## DATA IN THIS EXERCISE
▬▬▬▬▬▬▬▬▬▬
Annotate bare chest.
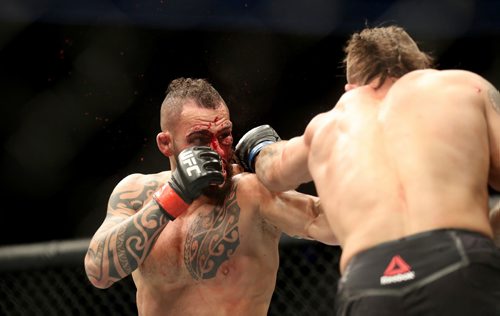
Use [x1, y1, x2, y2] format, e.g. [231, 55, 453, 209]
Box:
[137, 195, 278, 288]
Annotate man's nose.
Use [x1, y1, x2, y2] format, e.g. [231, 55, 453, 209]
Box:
[210, 139, 224, 157]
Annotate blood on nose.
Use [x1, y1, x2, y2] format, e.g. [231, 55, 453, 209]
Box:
[210, 138, 224, 157]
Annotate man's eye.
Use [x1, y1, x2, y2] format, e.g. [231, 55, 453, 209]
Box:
[191, 137, 210, 146]
[219, 133, 233, 145]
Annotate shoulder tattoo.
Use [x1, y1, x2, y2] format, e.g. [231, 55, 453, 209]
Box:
[488, 88, 500, 114]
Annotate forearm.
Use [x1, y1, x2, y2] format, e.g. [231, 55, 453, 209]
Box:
[490, 200, 500, 247]
[85, 200, 168, 288]
[255, 137, 311, 192]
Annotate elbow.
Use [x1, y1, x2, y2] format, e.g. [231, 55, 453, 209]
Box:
[84, 253, 114, 289]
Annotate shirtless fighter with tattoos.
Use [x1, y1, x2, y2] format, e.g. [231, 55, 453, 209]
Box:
[85, 78, 336, 316]
[237, 26, 500, 316]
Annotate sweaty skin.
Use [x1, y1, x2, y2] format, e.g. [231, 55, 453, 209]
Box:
[256, 70, 500, 271]
[85, 102, 337, 316]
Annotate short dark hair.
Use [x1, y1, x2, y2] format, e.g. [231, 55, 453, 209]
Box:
[344, 25, 432, 87]
[160, 77, 226, 131]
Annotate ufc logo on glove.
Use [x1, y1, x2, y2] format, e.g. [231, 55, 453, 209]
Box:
[179, 150, 201, 177]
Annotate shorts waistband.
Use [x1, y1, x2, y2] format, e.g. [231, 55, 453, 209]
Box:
[339, 229, 495, 290]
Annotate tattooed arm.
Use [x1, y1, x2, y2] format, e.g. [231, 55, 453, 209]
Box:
[85, 174, 168, 288]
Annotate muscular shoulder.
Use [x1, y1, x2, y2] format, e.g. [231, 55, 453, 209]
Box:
[398, 69, 485, 88]
[109, 171, 170, 211]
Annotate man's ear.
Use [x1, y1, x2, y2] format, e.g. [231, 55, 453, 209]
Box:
[156, 132, 173, 157]
[344, 83, 358, 92]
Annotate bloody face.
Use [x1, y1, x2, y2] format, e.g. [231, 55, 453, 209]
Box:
[174, 101, 233, 186]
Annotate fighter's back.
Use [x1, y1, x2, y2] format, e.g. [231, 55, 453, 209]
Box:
[309, 70, 492, 267]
▬▬▬▬▬▬▬▬▬▬
## YOUR INSTRUCTIONS
Swap every "Annotate" in the records above for "Label" and copy the lines out again with nothing else changed. Leave the pictures out.

## SOLVED EXERCISE
Label bare chest.
Use [x1, y1, x2, y2] format, e.g. [231, 55, 453, 209]
Box:
[137, 195, 278, 288]
Label man's nose.
Use [x1, y1, x2, y2] format, e.g. [231, 55, 453, 209]
Box:
[210, 139, 224, 157]
Label blood on nose.
Use [x1, y1, x2, y2] format, e.g. [231, 55, 453, 209]
Box:
[210, 138, 224, 157]
Label man's eye.
Use [x1, y1, x2, y2] format, e.g. [231, 55, 453, 209]
Box:
[191, 137, 210, 146]
[219, 133, 233, 145]
Label shoulder tattoo.
Use [x1, y1, x2, y2] format, e.g. [231, 55, 453, 209]
Box:
[488, 88, 500, 114]
Label forearm.
Use [x1, y1, x2, y2] format, e.g. [231, 55, 453, 209]
Box:
[490, 200, 500, 247]
[85, 200, 168, 288]
[255, 137, 311, 192]
Label elbow.
Use [x1, y1, x2, y2] format, e.g. [231, 55, 453, 209]
Box:
[84, 253, 114, 289]
Label shirtless fighter with tattoos.
Use [x1, y1, x2, y2] format, e.g. [231, 55, 453, 209]
Box:
[85, 78, 336, 316]
[237, 26, 500, 316]
Label sweaty skin.
Use [x1, y1, x2, y2] format, e.g. [231, 55, 453, 209]
Box:
[256, 70, 500, 271]
[85, 102, 337, 316]
Label short dark hair.
Use [x1, y1, x2, y2] format, e.g. [231, 55, 453, 209]
Box:
[344, 25, 432, 87]
[160, 77, 226, 131]
Label ufc logo on glove.
Use [x1, y1, x2, y2] format, e.g. [231, 55, 453, 209]
Box:
[179, 150, 201, 177]
Label shorts waistband.
Use [x1, y1, x2, y2] format, e.g. [231, 55, 453, 209]
Box:
[339, 229, 495, 290]
Label tattooed arm.
Use [x1, y1, x2, y2] format, e.g. [231, 55, 453, 209]
Box:
[85, 174, 168, 288]
Label muscular shoulder.
Use [x1, y1, x2, y2] format, e.g. [231, 55, 453, 209]
Box:
[398, 69, 485, 88]
[109, 171, 170, 211]
Label man's ear.
Use [x1, y1, x2, y2] format, e.g. [231, 55, 453, 209]
Box:
[156, 132, 173, 157]
[344, 83, 358, 92]
Label bloody face.
Use [x1, y1, x2, y2] format, e.g. [231, 55, 453, 209]
Box:
[174, 101, 233, 186]
Label fighter's back.
Use [x1, y1, x2, y2] format, e.g. [231, 55, 453, 209]
Box:
[309, 70, 492, 267]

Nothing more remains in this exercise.